Task description:
Starting at the line containing "Locate the fallen" and ending at the last line of the entries below, recast those lines as a Markdown table with a Row column for the number and a Line column for the line, skipping any blank lines. Include no other lines.

□ □ □ □ □ □ □

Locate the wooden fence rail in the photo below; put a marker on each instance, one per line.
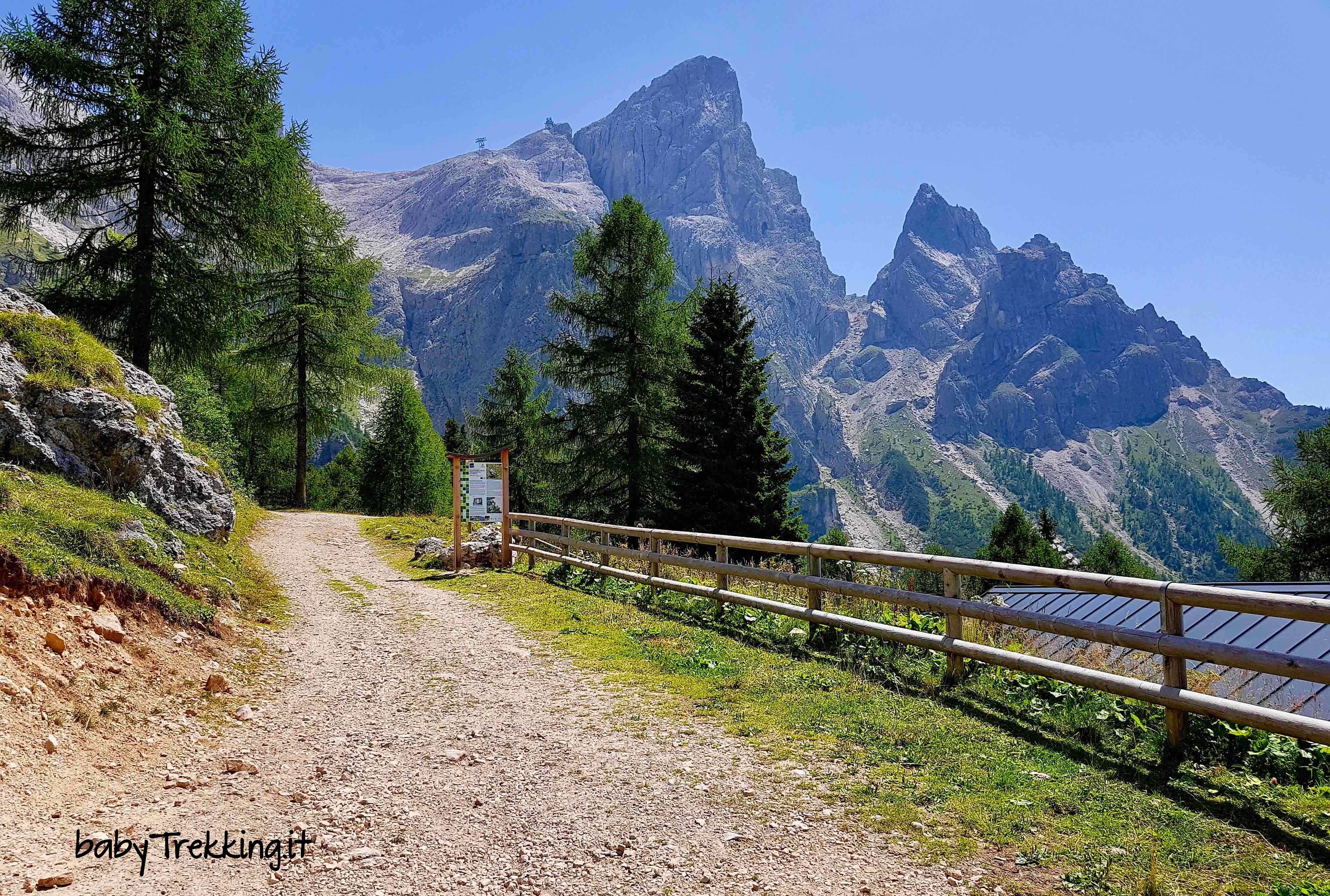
(1171, 643)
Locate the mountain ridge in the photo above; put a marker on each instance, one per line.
(900, 403)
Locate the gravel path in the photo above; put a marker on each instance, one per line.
(429, 748)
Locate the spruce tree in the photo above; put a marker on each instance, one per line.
(1015, 540)
(314, 322)
(455, 438)
(1300, 504)
(160, 134)
(616, 362)
(402, 464)
(1110, 556)
(729, 468)
(515, 415)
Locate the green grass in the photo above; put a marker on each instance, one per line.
(60, 355)
(957, 761)
(60, 531)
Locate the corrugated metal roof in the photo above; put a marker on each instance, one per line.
(1221, 627)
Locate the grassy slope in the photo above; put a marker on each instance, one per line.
(961, 524)
(59, 530)
(960, 762)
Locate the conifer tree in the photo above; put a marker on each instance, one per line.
(403, 464)
(616, 362)
(1300, 503)
(729, 468)
(515, 415)
(1015, 540)
(455, 438)
(160, 134)
(314, 322)
(1110, 556)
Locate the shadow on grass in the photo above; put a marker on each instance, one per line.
(1164, 778)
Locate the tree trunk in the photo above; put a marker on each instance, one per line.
(302, 418)
(144, 288)
(302, 394)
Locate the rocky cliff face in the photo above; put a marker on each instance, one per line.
(680, 145)
(471, 249)
(928, 293)
(1051, 353)
(987, 350)
(960, 349)
(474, 245)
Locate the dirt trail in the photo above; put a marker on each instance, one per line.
(429, 748)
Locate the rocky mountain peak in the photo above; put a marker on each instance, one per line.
(942, 261)
(932, 223)
(680, 145)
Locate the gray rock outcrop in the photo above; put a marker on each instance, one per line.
(474, 245)
(482, 548)
(1053, 352)
(680, 145)
(471, 249)
(942, 263)
(103, 441)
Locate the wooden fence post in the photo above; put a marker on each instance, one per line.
(723, 580)
(457, 514)
(814, 595)
(653, 570)
(1175, 668)
(955, 663)
(506, 540)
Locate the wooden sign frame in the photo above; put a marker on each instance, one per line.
(506, 549)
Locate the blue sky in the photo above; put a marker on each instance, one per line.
(1179, 148)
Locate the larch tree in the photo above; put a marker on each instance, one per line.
(314, 324)
(729, 467)
(159, 134)
(402, 463)
(514, 414)
(616, 362)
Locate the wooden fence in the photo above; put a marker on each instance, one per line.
(1171, 643)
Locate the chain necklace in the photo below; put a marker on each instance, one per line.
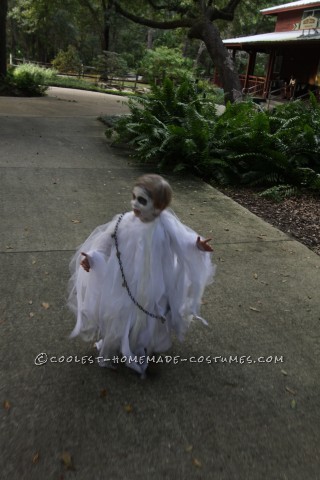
(124, 281)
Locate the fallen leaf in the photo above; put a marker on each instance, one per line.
(293, 392)
(128, 408)
(103, 393)
(35, 458)
(67, 461)
(196, 463)
(6, 405)
(255, 309)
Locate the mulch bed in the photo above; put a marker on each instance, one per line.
(299, 216)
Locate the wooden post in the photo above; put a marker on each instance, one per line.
(250, 69)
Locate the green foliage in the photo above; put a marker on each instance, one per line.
(164, 62)
(173, 127)
(179, 129)
(279, 193)
(110, 63)
(67, 61)
(30, 80)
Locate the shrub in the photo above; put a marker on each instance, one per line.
(67, 61)
(179, 130)
(30, 79)
(172, 126)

□ □ □ □ □ □ □

Solution to this task:
| Row | Line |
|---|---|
| 1 | Locate the fallen leaf in the photo above; put a marker on each instance, one per line. |
| 2 | (293, 392) |
| 3 | (128, 408) |
| 4 | (103, 393) |
| 5 | (35, 458) |
| 6 | (67, 461) |
| 7 | (196, 463) |
| 8 | (6, 405) |
| 9 | (255, 309) |
| 10 | Locate the mulch bed in the photo above; put a marker on each instance, one per line. |
| 11 | (299, 216) |
| 12 | Locate the wooden post in the photo above; put a marker on each instance, one per line. |
| 13 | (250, 69) |
| 14 | Locate the green foliage in the photo above; put a marker on each instance, one per line. |
| 15 | (164, 62) |
| 16 | (173, 127) |
| 17 | (179, 129) |
| 18 | (279, 193) |
| 19 | (110, 63) |
| 20 | (67, 61) |
| 21 | (30, 80) |
| 22 | Locate the shrub in the photo above; put a marker on each instance, one per line. |
| 23 | (67, 61) |
| 24 | (179, 130) |
| 25 | (30, 79) |
| 26 | (172, 126) |